== DOCUMENT PASSAGE ==
Here’s where I lose what little cred I have…

Let’s talk music. As my official title of “Up-and-Coming Horror Writer” dictates, in today’s market, that I’m supposed to love metal. I’m supposed to love it more than I love french fries, porn, and puppies. It’s in the Union by-laws.

Thing is, my taste in music is a little more skewed than that. My musical tastes were instilled on me early in childhood by a mother who loved Barry Manilow and Elton John, and a father who loved Elvis and The Beach Boys. In turn, I grew up loving songs that were over the top and contained incredible pop hooks. It explains my power-pop love of Superdrag, Schatzi, Weezer, and Jimmy Eat World; my pop-punk love of Green Day, Cruiserweight, and Motion City Soundtrack. There’s my nostalgia-fueled love of artists who tend to avoid respect, like The Monkees and Meat Loaf. Even my credible music sources are swathed in pop overtones, like Supertramp and Fleetwood Mac.

See? I’m really hopeless.

Perfect example… The best love song of all time is, in my opinion, Janet Jackson’s “Love Will Never Do Without You.” You just can’t get better than that. I performed the song by myself for my best friend’s wedding.

Still, I’m not sure I should drop this latest bombshell.

Really, it’s that bad.




I fucking LOVE Jessica Simpson’s new song!

I can hear the crickets now.

That other sound is Shawna kicking me in my bits and pieces.

Right, so Jessica is sort of the Anti-Christ of pop music. She’s almost completely without talent (at least, any talent I can see). She too blond and too pretty for my taste, and she’s not even dumb in that entertaining Britnet Spears sort of way. She’s just dumb.

Point localization data
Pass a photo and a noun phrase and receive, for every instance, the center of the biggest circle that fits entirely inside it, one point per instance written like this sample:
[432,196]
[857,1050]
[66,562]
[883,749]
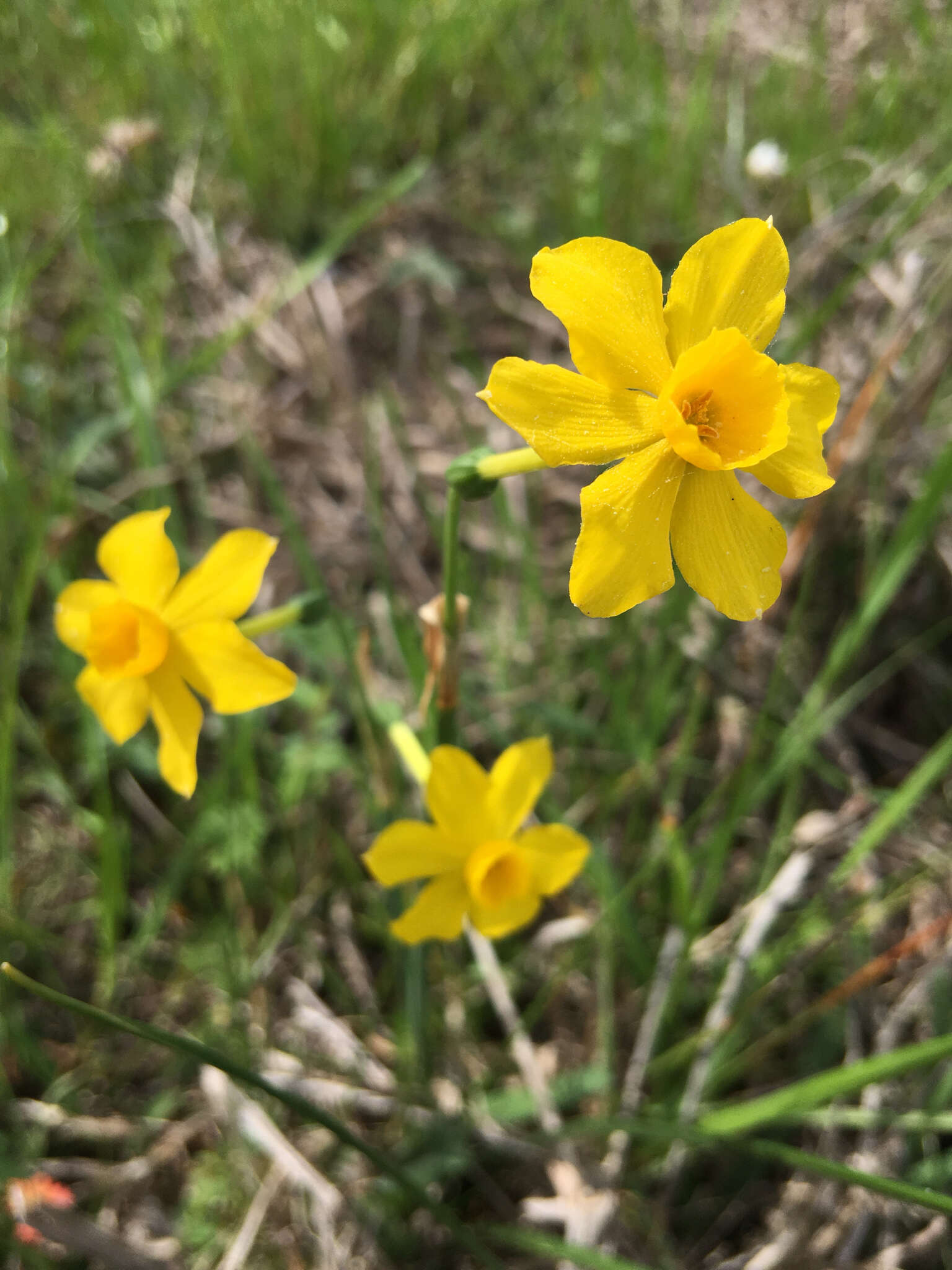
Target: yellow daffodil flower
[148,636]
[483,865]
[683,394]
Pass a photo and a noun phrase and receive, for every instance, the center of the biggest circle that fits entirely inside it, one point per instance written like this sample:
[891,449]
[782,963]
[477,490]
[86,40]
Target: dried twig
[522,1048]
[632,1089]
[248,1232]
[782,890]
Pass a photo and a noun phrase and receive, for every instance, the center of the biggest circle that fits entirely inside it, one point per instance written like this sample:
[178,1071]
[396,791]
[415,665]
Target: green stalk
[511,463]
[447,690]
[302,1106]
[284,615]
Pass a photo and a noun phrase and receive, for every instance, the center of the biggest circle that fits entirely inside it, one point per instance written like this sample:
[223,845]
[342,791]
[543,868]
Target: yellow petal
[140,559]
[517,779]
[120,705]
[457,796]
[225,580]
[568,418]
[412,849]
[559,854]
[229,670]
[726,545]
[74,607]
[622,556]
[437,913]
[800,470]
[609,298]
[178,717]
[501,920]
[734,277]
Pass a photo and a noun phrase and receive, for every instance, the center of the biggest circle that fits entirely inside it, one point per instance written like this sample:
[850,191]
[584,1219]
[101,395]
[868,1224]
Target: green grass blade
[891,1186]
[307,1110]
[527,1240]
[897,806]
[366,211]
[815,1090]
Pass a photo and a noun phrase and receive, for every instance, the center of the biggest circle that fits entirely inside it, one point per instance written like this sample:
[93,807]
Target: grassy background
[425,151]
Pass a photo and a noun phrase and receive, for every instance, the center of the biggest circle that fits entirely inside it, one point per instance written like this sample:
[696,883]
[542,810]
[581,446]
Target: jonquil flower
[683,394]
[148,636]
[483,865]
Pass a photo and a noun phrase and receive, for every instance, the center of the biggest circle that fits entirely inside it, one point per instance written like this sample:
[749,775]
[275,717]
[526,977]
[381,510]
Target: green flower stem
[309,607]
[448,686]
[511,463]
[302,1106]
[413,756]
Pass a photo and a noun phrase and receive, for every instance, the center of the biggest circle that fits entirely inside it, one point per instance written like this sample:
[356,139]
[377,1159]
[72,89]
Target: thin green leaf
[302,1106]
[823,1088]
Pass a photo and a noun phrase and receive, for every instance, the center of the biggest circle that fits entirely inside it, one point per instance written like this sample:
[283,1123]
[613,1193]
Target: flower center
[725,404]
[125,641]
[700,414]
[496,873]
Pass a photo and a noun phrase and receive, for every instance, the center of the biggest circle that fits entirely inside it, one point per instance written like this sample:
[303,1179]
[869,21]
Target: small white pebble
[765,162]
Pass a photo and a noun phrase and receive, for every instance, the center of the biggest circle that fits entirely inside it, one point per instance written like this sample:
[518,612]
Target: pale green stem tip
[414,757]
[511,463]
[306,607]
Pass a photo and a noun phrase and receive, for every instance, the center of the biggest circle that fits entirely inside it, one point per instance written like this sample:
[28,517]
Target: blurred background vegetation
[255,260]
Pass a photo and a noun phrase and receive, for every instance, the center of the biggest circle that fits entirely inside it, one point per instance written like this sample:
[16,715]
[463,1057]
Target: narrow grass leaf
[901,804]
[202,1053]
[815,1090]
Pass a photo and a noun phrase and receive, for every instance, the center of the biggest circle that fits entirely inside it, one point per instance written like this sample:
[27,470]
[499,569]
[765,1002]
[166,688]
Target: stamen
[697,413]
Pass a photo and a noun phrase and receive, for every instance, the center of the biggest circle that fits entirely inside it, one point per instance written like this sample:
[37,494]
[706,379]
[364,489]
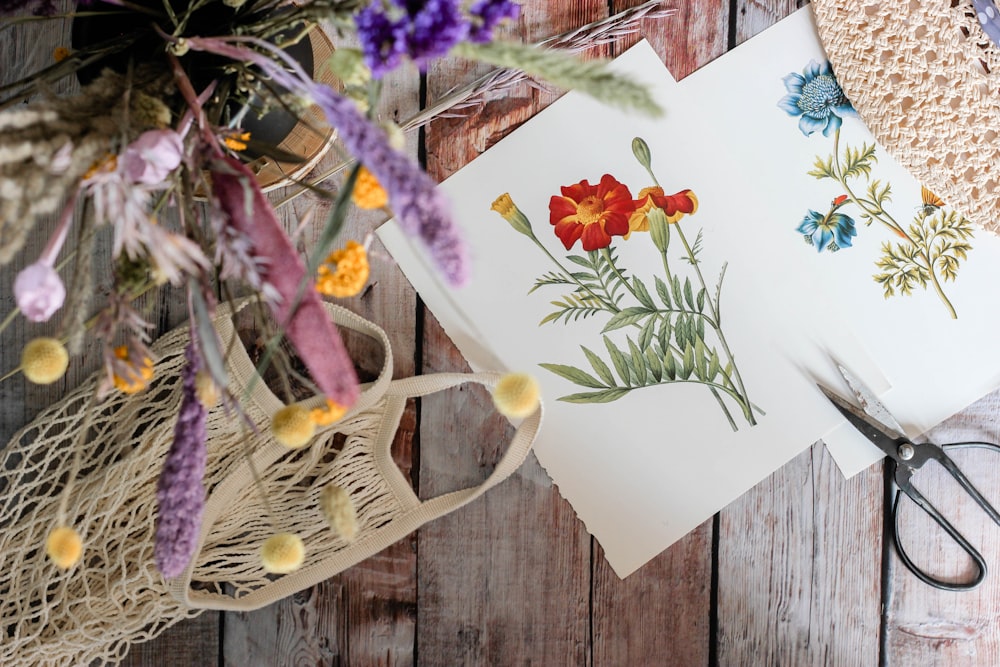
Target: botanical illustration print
[925,253]
[670,334]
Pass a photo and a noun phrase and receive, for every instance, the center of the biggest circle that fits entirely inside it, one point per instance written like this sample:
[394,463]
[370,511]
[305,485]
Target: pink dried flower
[150,158]
[39,291]
[180,494]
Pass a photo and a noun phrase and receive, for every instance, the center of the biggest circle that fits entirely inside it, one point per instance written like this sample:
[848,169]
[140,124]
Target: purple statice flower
[420,207]
[180,496]
[487,14]
[423,30]
[383,41]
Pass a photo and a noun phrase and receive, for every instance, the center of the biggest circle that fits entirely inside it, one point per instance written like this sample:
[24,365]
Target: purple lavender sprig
[180,496]
[424,30]
[420,208]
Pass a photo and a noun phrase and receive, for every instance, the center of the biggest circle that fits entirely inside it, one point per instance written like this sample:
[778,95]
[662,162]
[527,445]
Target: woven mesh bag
[115,596]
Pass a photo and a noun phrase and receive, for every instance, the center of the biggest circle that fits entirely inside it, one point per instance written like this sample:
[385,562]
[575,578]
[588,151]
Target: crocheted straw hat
[925,79]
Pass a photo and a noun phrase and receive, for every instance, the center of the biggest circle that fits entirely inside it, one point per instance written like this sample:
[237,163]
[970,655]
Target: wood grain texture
[799,568]
[931,627]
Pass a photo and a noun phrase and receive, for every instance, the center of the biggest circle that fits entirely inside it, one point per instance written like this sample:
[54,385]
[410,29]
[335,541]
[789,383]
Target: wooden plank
[505,580]
[799,568]
[661,613]
[691,38]
[927,626]
[752,16]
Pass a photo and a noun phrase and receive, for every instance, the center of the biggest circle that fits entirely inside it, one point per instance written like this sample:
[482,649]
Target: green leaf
[858,161]
[713,366]
[663,335]
[574,375]
[599,366]
[638,362]
[618,359]
[642,295]
[625,318]
[663,292]
[646,335]
[700,360]
[606,396]
[670,365]
[687,364]
[654,365]
[821,168]
[678,294]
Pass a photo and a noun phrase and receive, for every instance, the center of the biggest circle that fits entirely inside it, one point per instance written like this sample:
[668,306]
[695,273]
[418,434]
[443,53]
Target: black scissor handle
[902,477]
[939,518]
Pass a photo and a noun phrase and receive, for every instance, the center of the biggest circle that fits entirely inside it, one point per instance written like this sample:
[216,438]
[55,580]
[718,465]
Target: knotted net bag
[115,596]
[925,79]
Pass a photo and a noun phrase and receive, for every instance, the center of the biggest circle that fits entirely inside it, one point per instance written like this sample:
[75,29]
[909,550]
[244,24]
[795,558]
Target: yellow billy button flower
[516,395]
[509,211]
[64,547]
[205,390]
[237,142]
[328,414]
[348,274]
[339,511]
[44,360]
[139,376]
[368,192]
[282,553]
[293,426]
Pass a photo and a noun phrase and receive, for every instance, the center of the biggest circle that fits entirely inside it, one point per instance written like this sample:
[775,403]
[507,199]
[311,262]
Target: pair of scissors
[905,458]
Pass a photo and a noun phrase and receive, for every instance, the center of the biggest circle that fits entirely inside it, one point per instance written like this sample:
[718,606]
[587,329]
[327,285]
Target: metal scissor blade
[870,403]
[878,434]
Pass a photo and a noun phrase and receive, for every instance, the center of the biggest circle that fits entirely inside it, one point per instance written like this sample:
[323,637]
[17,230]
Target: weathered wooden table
[797,572]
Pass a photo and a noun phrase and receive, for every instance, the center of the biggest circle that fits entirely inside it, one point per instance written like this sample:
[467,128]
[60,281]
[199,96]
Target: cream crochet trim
[925,79]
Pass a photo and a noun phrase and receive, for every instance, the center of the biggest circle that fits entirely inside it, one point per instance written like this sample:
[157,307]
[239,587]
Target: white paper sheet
[644,470]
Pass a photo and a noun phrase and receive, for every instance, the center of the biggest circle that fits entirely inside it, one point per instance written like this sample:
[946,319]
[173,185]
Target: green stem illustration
[877,212]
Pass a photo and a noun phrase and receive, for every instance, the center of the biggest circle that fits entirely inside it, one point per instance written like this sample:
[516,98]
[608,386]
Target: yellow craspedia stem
[293,426]
[516,395]
[205,390]
[345,271]
[64,547]
[339,511]
[332,411]
[368,192]
[44,360]
[282,553]
[139,376]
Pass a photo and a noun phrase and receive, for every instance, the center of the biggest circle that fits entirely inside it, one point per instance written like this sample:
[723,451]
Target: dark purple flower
[180,496]
[383,41]
[420,207]
[420,29]
[486,14]
[435,26]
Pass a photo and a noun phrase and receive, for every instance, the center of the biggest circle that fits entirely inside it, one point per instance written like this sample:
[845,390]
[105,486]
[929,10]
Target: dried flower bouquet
[155,146]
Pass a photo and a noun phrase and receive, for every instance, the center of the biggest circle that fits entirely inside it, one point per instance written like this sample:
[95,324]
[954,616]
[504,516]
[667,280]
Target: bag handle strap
[515,454]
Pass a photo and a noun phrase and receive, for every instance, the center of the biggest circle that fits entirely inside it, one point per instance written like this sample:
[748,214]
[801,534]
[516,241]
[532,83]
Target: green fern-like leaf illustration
[901,269]
[858,161]
[823,168]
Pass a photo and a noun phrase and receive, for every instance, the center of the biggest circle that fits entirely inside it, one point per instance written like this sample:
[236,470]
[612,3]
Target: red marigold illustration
[593,213]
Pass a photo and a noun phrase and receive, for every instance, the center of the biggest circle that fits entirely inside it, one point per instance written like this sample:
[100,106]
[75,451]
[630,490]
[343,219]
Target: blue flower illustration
[817,98]
[832,231]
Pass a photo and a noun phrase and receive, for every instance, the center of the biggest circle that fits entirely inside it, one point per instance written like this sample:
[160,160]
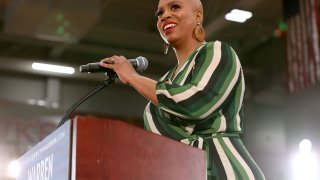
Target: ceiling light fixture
[238,15]
[53,68]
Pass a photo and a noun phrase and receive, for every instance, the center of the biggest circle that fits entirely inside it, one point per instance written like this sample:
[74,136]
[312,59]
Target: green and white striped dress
[202,107]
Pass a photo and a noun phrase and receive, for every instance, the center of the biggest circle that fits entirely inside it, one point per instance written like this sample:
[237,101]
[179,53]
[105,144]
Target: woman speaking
[199,101]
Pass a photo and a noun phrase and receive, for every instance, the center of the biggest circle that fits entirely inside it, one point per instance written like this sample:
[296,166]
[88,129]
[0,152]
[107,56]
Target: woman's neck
[185,50]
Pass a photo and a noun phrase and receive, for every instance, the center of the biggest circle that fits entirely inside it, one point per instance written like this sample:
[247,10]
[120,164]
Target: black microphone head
[141,63]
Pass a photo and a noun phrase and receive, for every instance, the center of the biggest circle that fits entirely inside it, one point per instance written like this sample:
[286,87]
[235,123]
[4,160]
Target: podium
[94,148]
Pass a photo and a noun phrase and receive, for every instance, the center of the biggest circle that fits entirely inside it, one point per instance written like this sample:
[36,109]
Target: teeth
[169,26]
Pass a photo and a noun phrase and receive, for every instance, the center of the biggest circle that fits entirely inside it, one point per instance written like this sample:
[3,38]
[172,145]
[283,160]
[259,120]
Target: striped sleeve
[215,73]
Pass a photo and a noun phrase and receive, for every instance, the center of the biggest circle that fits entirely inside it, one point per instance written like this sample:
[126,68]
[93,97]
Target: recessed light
[238,15]
[53,68]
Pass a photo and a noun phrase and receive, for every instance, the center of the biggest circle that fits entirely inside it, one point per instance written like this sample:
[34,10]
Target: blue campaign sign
[49,159]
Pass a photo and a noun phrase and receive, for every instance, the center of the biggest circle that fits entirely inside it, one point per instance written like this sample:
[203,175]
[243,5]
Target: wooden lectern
[92,148]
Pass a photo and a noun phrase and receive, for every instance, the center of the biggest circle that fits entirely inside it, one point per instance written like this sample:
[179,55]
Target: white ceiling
[100,28]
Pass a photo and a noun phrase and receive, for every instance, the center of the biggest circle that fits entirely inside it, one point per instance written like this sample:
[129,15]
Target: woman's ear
[199,16]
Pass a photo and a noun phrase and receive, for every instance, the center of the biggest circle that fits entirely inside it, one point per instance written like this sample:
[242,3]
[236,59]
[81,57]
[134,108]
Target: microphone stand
[106,83]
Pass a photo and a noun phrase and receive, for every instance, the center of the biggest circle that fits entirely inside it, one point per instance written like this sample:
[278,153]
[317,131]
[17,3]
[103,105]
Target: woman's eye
[175,7]
[159,13]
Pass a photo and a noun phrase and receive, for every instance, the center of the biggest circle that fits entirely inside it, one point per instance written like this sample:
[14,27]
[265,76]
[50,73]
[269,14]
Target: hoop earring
[165,48]
[199,33]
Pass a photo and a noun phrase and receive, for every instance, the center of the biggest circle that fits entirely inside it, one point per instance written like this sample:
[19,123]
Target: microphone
[140,64]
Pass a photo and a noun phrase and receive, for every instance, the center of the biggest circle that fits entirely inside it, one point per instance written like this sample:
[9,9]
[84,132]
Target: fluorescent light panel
[53,68]
[238,15]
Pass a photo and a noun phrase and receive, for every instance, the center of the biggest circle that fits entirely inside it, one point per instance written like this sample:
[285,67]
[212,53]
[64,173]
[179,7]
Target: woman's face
[176,19]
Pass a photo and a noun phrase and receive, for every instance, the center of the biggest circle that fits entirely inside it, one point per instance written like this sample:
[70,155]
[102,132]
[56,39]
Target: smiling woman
[199,101]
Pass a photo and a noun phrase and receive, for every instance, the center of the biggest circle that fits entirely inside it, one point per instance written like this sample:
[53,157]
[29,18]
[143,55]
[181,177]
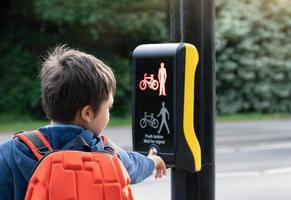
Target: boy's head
[75,87]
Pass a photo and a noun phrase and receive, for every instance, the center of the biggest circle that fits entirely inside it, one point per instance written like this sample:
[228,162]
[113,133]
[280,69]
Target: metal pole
[192,21]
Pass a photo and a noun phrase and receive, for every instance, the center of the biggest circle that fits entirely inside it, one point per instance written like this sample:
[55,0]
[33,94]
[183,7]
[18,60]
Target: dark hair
[70,80]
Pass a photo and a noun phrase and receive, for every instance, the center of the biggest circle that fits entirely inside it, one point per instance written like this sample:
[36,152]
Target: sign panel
[154,114]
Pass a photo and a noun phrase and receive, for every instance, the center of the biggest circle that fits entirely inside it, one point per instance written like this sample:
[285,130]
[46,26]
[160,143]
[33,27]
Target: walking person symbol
[164,114]
[162,76]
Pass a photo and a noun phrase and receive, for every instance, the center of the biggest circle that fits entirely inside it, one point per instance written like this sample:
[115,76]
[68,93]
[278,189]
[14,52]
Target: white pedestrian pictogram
[148,81]
[162,76]
[164,113]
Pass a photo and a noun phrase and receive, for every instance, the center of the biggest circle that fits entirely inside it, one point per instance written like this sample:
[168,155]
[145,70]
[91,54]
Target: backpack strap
[109,146]
[35,141]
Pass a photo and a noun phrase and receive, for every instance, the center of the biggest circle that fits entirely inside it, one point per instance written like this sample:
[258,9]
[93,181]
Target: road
[253,161]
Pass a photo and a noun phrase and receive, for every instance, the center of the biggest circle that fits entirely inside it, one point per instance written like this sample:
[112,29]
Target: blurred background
[253,49]
[253,79]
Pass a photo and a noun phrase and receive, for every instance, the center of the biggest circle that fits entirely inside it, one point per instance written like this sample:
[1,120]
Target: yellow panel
[191,62]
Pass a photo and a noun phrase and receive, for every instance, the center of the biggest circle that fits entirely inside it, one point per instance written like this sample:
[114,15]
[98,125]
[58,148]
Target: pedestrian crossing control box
[163,109]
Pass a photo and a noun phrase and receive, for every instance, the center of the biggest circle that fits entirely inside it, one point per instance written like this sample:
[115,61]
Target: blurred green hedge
[253,48]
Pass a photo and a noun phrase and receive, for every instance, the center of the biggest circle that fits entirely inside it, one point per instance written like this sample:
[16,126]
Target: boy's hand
[159,163]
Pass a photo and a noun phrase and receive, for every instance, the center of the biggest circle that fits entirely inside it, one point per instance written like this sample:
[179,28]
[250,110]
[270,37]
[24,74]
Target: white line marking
[278,171]
[265,147]
[254,148]
[238,174]
[267,172]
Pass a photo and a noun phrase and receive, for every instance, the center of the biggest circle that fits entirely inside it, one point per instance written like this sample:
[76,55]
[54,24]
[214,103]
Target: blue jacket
[17,161]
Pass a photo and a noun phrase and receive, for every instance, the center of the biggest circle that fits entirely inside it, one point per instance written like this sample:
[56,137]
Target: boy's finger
[153,151]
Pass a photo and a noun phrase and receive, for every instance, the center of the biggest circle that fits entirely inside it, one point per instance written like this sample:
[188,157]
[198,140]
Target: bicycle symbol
[148,81]
[149,119]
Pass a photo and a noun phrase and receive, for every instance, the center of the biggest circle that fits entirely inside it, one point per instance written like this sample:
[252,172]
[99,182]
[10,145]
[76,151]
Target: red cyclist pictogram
[148,81]
[162,79]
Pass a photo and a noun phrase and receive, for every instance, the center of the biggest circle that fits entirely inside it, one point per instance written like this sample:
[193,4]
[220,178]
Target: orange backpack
[74,175]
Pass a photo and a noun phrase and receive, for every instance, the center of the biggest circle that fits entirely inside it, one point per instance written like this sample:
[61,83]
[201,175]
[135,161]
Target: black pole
[192,21]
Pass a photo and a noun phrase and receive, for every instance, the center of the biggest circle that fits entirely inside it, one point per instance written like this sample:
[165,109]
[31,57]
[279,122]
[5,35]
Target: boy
[77,93]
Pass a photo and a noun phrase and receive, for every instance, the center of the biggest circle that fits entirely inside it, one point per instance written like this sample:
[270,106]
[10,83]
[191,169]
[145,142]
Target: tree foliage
[107,29]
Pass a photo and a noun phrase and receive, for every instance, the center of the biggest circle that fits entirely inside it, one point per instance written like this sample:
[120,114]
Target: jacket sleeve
[6,179]
[138,166]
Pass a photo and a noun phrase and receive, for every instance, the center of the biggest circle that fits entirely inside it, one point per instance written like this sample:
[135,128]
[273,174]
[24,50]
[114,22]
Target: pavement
[252,161]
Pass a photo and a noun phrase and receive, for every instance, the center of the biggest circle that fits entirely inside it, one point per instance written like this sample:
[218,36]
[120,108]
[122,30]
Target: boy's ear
[87,114]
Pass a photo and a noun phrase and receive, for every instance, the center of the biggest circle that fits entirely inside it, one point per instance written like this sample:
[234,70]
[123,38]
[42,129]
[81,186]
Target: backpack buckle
[43,150]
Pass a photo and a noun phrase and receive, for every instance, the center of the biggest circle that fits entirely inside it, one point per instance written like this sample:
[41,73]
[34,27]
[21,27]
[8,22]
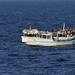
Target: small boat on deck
[35,37]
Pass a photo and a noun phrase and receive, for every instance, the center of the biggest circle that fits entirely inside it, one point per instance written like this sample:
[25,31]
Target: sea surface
[16,58]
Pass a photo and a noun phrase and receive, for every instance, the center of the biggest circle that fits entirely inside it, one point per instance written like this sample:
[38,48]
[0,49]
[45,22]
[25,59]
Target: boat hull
[44,42]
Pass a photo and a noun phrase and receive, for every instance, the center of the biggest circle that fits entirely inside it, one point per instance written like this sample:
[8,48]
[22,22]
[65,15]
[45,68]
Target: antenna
[63,26]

== WHAT THIS TASK INVOLVES ==
Copy word for word the part of the post about music taste that begins with "Perfect example… The" and ends with "the crickets now.".

== SOLVED EXERCISE ==
Perfect example… The best love song of all time is, in my opinion, Janet Jackson’s “Love Will Never Do Without You.” You just can’t get better than that. I performed the song by myself for my best friend’s wedding.

Still, I’m not sure I should drop this latest bombshell.

Really, it’s that bad.




I fucking LOVE Jessica Simpson’s new song!

I can hear the crickets now.